● Aim of the task
Can you rewrite the data below, starting at the very beginning and ending at the line that contains "x=91, y=104", with every "marker" changed to "pin" and nothing else altered?

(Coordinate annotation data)
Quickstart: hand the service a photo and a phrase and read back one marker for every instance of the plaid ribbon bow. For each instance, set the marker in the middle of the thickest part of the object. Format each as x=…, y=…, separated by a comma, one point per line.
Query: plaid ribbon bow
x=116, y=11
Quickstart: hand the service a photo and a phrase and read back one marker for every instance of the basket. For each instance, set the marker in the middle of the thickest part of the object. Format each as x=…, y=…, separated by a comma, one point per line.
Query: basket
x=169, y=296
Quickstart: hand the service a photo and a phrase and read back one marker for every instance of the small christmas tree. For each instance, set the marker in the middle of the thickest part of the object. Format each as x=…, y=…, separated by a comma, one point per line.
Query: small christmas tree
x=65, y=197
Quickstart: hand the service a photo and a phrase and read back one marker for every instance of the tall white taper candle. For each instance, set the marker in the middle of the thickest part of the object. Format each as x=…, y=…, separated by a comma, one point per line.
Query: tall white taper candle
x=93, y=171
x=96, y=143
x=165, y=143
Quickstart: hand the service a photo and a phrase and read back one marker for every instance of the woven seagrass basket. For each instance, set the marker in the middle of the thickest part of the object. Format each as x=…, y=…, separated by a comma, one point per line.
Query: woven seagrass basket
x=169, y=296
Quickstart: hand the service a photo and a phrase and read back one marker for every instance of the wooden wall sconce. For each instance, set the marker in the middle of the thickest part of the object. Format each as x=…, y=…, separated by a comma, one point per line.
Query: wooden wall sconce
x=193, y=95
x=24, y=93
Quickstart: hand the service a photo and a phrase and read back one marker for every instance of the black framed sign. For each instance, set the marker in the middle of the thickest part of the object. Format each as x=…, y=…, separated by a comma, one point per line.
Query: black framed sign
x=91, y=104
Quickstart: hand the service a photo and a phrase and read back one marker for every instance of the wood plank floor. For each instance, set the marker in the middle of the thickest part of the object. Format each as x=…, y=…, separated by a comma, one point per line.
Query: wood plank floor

● Result
Quickstart: hand the service a photo and a phrase and read back one pin for every instance of the plaid ribbon bow. For each instance, set the pin in the middle of the thickest part of the object. Format each as x=…, y=…, separated by a comma, one point per line.
Query: plaid ribbon bow
x=116, y=11
Quickstart: hand the service a photo and a phrase and read back one pin for every instance of the basket. For each instance, set the pin in the middle of the thickest part of the object. Format each as x=…, y=…, separated by a comma, one point per line.
Query: basket
x=169, y=296
Quickstart: hand the service a photo and a phrase and read back one pin for every instance of the small christmas tree. For each instance, set the pin in the middle of the thickest part of the object. Format each as x=…, y=…, separated by a comma, one point per line.
Query: small christmas tree
x=65, y=197
Quickstart: hand the service a photo and a phrase and read back one pin for every instance of the tall white taper candle. For each instance, set the pin in the middle of the thickest part of the object. Format each as x=…, y=…, separated by a comma, one point per line.
Query: tall white taper candle
x=93, y=171
x=96, y=143
x=165, y=143
Quickstart: hand the service a photo and a phrase and read back one pin for every instance of the woven seagrass basket. For each instance, set the pin in the middle of the thickest part of the object. Format each as x=…, y=…, separated by a comma, one point per line.
Query: woven seagrass basket
x=169, y=296
Quickstart: hand the service a photo and a phrase and read back one pin for every instance of the wooden wall sconce. For each instance, set the pin in the middle of the thickest part of the object. Format each as x=…, y=…, separated by a comma, one point per line.
Query: wooden wall sconce
x=193, y=95
x=24, y=93
Quickstart: hand the service a photo and a phrase and read back one pin for every instance of the black framed sign. For each instance, set the pin in the middle of the thickest part of the object. Format each as x=…, y=…, separated by a comma, one point per line.
Query: black framed sign
x=91, y=104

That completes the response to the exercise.